CLEVERCSV-DETECT(1) | Clevercsv Manual | CLEVERCSV-DETECT(1) |
NAME
clevercsv-detect - Detect the dialect of a CSV file
SYNOPSIS
clevercsv detect [-c | --consistency] [-e ENCODING | --encoding=ENCODING] [-n NUM_CHARS | --num-chars=NUM_CHARS] [ -p | --plain | -j | --json ] [--no-skip] [--add-runtime] <path>
DESCRIPTION
Detect the dialect of a CSV file.
OPTIONS
-h, --help
show this help message and exit
-c, --consistency
By default, the dialect of CSV files is detected using
atwo-step process. First, a strict set of checks is used to see if the file
adheres to a very basic format (for example, when all cells in the file are
integers). If none of these checks succeed, the data consistency measure of
Van den Burg, et al. (2019) is used to detect the dialect. With this option,
you can force the detection to always use the data consistency measure. This
can be useful for testing or research purposes, for instance.
-e, --encoding
The file encoding of the given CSV file is automatically
detected using chardet. While chardet is incredibly accurate, it is not
perfect. In the rare cases that it makes a mistake in detecting the file
encoding, you can override the encoding by providing it through this flag.
Moreover, when you have a number of CSV files with a known file encoding, you
can use this option to speed up the code generation process.
-n, --num-chars
On large CSV files, dialect detection can sometimes be a
bit slow due to the large number of possible dialects to consider. To
alleviate this, you can limit the number of characters to use for detection.
One aspect to keep in mind is that CleverCSV may need to read a specific number of characters to be able to correctly infer the dialect. For example, in the ``imdb.csv`` file in the GitHub repository, the correct dialect can only be found after at least 66 lines of the file are read. Therefore, if there is availability to run CleverCSV on the entire file, that is generally recommended.

-*-

**PROMPT A:** According to the clevercsv-detect manual page, which tool automatically detects the encoding of a CSV file?
**PROMPT B:** Please pick up the clevercsv-detect manual page after its last sentence and continue it.

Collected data

-*-

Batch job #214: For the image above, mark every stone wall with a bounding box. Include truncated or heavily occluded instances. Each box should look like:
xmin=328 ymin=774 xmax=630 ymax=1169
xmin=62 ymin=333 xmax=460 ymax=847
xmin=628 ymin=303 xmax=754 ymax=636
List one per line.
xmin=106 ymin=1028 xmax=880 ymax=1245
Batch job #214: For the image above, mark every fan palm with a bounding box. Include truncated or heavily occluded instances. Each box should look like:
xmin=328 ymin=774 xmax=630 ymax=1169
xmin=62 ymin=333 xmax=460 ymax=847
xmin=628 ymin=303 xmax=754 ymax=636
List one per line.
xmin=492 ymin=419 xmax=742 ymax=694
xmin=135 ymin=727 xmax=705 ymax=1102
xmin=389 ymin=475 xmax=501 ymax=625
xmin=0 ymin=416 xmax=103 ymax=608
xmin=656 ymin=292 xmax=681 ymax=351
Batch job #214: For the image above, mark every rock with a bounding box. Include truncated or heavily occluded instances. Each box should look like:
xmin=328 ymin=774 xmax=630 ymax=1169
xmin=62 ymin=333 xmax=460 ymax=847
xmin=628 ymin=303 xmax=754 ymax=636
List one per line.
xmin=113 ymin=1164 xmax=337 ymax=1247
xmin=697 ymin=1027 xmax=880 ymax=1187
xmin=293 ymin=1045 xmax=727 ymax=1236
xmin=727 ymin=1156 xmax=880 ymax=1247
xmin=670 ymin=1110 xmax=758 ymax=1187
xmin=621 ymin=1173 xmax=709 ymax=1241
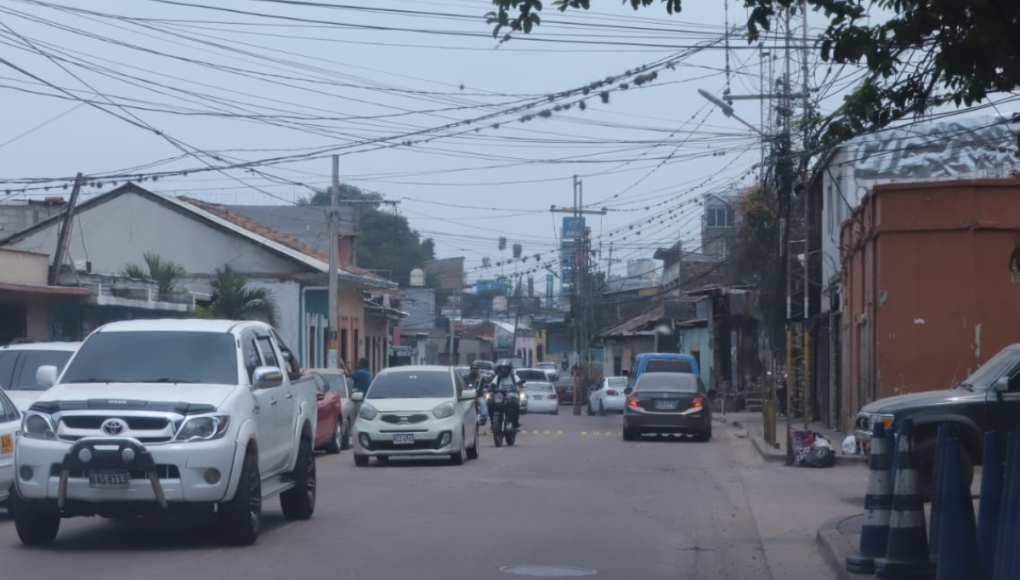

-*-

**ANSWER A:** Chardet.

**ANSWER B:**
-p, --plain
Print the components of the dialect on separate
lines
-j, --json
Print the dialect to standard output in the form of a
JSON object. This object will always have the 'delimiter', 'quotechar',
'escapechar', and 'strict' keys. If --add-runtime is specified, it will also
have a 'runtime' key.
--no-skip
The data consistency score used for dialect detection
consists of two components: a pattern score and a type score. The type score
lies between 0 and 1. When computing the data consistency measures for
different dialects, we skip the computation of the type score if we see that
the pattern score is lower than the best data consistency score we've seen so
far. This option can be used to disable this behaviour and compute the type
score for all dialects. This is mainly useful for debugging and testing
purposes.
--add-runtime
Add the runtime of the detection to the detection
output.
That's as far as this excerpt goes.